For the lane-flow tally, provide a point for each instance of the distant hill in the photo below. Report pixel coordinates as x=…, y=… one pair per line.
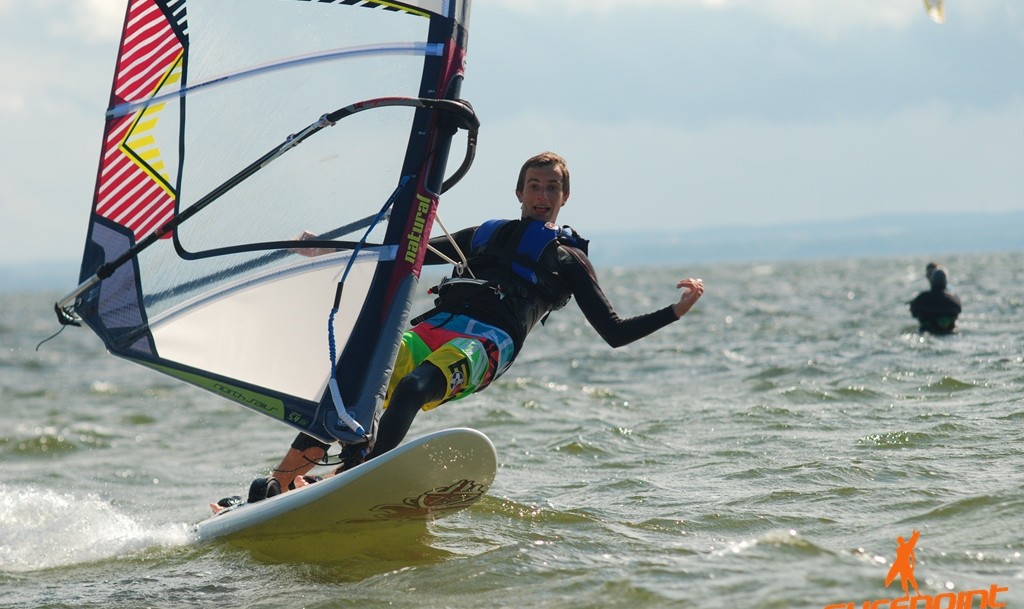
x=884, y=235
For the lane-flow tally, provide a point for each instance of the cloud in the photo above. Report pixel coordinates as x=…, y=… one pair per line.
x=822, y=18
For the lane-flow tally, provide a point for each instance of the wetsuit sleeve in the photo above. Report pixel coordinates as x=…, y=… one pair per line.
x=464, y=238
x=579, y=274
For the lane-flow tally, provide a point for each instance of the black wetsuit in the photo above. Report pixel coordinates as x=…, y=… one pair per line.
x=516, y=305
x=936, y=310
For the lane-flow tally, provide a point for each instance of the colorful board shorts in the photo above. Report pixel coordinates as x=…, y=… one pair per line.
x=469, y=353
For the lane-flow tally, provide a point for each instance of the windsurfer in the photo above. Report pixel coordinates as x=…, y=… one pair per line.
x=937, y=308
x=518, y=272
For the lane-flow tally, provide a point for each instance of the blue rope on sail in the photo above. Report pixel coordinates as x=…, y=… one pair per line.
x=343, y=415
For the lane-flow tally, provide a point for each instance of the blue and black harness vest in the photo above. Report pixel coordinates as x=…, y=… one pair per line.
x=517, y=262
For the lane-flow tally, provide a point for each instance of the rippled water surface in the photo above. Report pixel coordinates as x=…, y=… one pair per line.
x=765, y=451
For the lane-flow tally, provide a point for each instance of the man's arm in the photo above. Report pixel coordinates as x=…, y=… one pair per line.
x=595, y=306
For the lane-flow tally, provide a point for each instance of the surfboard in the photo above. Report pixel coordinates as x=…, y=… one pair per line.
x=429, y=477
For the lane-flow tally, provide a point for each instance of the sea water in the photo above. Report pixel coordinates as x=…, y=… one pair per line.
x=767, y=450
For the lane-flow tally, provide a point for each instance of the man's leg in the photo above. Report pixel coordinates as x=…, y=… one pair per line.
x=423, y=385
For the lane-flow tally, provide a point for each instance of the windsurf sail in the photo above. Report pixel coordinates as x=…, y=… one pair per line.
x=239, y=129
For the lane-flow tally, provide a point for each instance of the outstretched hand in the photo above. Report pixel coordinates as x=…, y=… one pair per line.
x=692, y=289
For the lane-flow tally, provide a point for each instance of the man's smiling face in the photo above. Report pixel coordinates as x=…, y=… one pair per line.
x=542, y=196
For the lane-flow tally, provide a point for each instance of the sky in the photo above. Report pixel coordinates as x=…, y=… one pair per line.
x=674, y=115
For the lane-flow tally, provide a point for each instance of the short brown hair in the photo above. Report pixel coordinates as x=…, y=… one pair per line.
x=544, y=160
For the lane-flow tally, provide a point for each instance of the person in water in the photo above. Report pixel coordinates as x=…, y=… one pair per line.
x=937, y=308
x=518, y=272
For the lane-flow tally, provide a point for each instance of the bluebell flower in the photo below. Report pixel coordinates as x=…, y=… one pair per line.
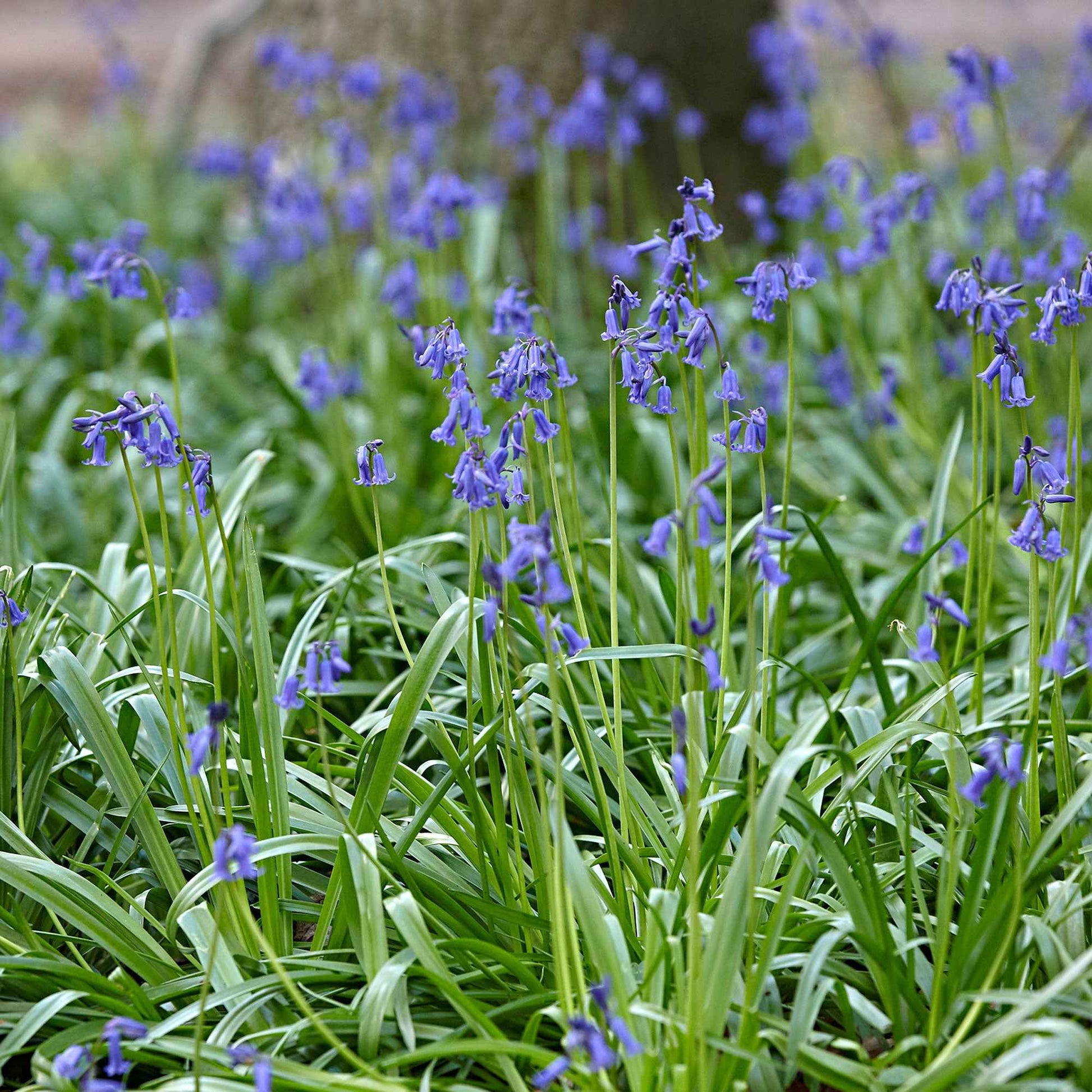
x=960, y=293
x=220, y=159
x=938, y=267
x=1058, y=304
x=832, y=369
x=182, y=306
x=572, y=639
x=586, y=1035
x=657, y=543
x=512, y=314
x=1030, y=192
x=545, y=429
x=362, y=80
x=761, y=556
x=923, y=129
x=401, y=291
x=444, y=347
x=1056, y=659
x=879, y=46
x=923, y=651
x=288, y=698
x=322, y=382
x=781, y=128
x=697, y=339
x=601, y=992
x=712, y=664
x=1079, y=628
x=371, y=465
x=232, y=855
x=728, y=391
x=10, y=613
x=116, y=1030
x=72, y=1063
x=1052, y=548
x=476, y=480
x=997, y=309
x=1007, y=369
x=664, y=401
x=981, y=75
x=782, y=55
x=207, y=740
x=801, y=199
x=754, y=427
x=552, y=1072
x=878, y=409
x=704, y=628
x=1029, y=535
x=914, y=542
x=768, y=285
x=1004, y=761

============

Reproduce every row above verbatim, leaving out the pictures.

For the lane-flow tally, provide a point for each instance of the distant hill in the photo below. Report pixel coordinates as x=…, y=… one pair per line.
x=884, y=235
For the lane-flow tally, provide a point for each instance of the cloud in the photo above. Report pixel coordinates as x=…, y=… one pair per line.
x=822, y=18
For the lane-flow tally, provide a point for each instance of the wetsuit sleeve in the photo above. Report pixel coordinates as x=…, y=… one pair per line.
x=464, y=238
x=579, y=274
For the lane-flow tally, provide a point for each instance of the black wetsuit in the photo above. Report pixel coordinates as x=…, y=… one pair per line.
x=516, y=305
x=936, y=310
For the lane-flow tally, provide a point for each instance of the colorful board shorts in the photo above. Report pixel coordinates as x=…, y=… one pair per line.
x=469, y=353
For the lane-flow tally, provide a point for each instance of the windsurfer in the photo above. Report pixel coordinates as x=…, y=… one pair per line.
x=937, y=308
x=518, y=272
For the lane-flow tally, provide a point for each instance of the blue rope on sail in the photo above. Report pixel coordinates as x=…, y=… one pair per line.
x=343, y=415
For the lane-flow tally, provide a point for each instance of the blue and black harness vest in the photo above. Report pixel coordinates as x=…, y=… one pair per line.
x=517, y=262
For the lane-flow tally, provide a point for each instance of the rippled water surface in the photo above. Report pixel coordinates as x=…, y=… one pair per line.
x=765, y=451
For the lane-flow tally, provide a point for each instance of the man's arm in the photo above. Report pixel coordinates as x=…, y=… one pair per line.
x=595, y=306
For the lane-flow tally, provide a point for each instance of the surfboard in the photo above. Report pixel coordinates as x=…, y=… one pair per line.
x=429, y=477
For the lane-flow tally, provide a point for each instance of the sea water in the photo above. Report pixel coordinates as x=…, y=… one pair per line.
x=767, y=450
For the lane-flow tally, provide a point for each instance of the man's leg in the photo above. Report pixel coordinates as x=…, y=… one pair per line.
x=423, y=385
For the lane-flow tally, provide a point for each instance of the windsurf sail in the photo above. Report pixel coordinates as x=…, y=… one pair per line.
x=239, y=129
For the lane-flow tally, provide a point for each instance of the outstretched hand in the photo above. Report pixel coordinates as x=…, y=… one pair per line.
x=692, y=289
For the lane-flow tally, provide a point for each instance of the man's smiling face in the photo above. Report pixel coordinates as x=…, y=… one pair per line.
x=542, y=196
For the lane-flow tally, provide a point for each instance of the sky in the photo above. Report pixel coordinates as x=…, y=… one pair per line.
x=674, y=115
For the lane-flow tally, provide a point for each instance of the short brown hair in the photo above. Report pixel coordinates as x=…, y=… one pair per line.
x=544, y=160
For the lane-flow tally, provide a point for each instance of the person in water in the photo above. Report pixel coordinates as x=…, y=… one pair per line.
x=937, y=308
x=518, y=272
For the lane-flow tally, provide a point for each instance of the bluebell flower in the photo below. Report pixel coordinates as x=…, y=… one pair per line.
x=960, y=293
x=220, y=159
x=938, y=267
x=1058, y=304
x=832, y=369
x=182, y=306
x=572, y=639
x=586, y=1035
x=657, y=543
x=512, y=314
x=1030, y=192
x=545, y=429
x=362, y=80
x=761, y=556
x=923, y=129
x=401, y=291
x=444, y=347
x=1056, y=659
x=879, y=46
x=923, y=651
x=288, y=698
x=322, y=382
x=781, y=128
x=697, y=339
x=601, y=992
x=712, y=664
x=1079, y=628
x=371, y=465
x=232, y=855
x=728, y=391
x=10, y=613
x=116, y=1030
x=72, y=1063
x=1052, y=548
x=476, y=480
x=997, y=309
x=1007, y=369
x=664, y=401
x=981, y=75
x=782, y=55
x=207, y=740
x=801, y=199
x=754, y=427
x=552, y=1072
x=878, y=409
x=704, y=628
x=1029, y=535
x=914, y=542
x=768, y=285
x=1004, y=761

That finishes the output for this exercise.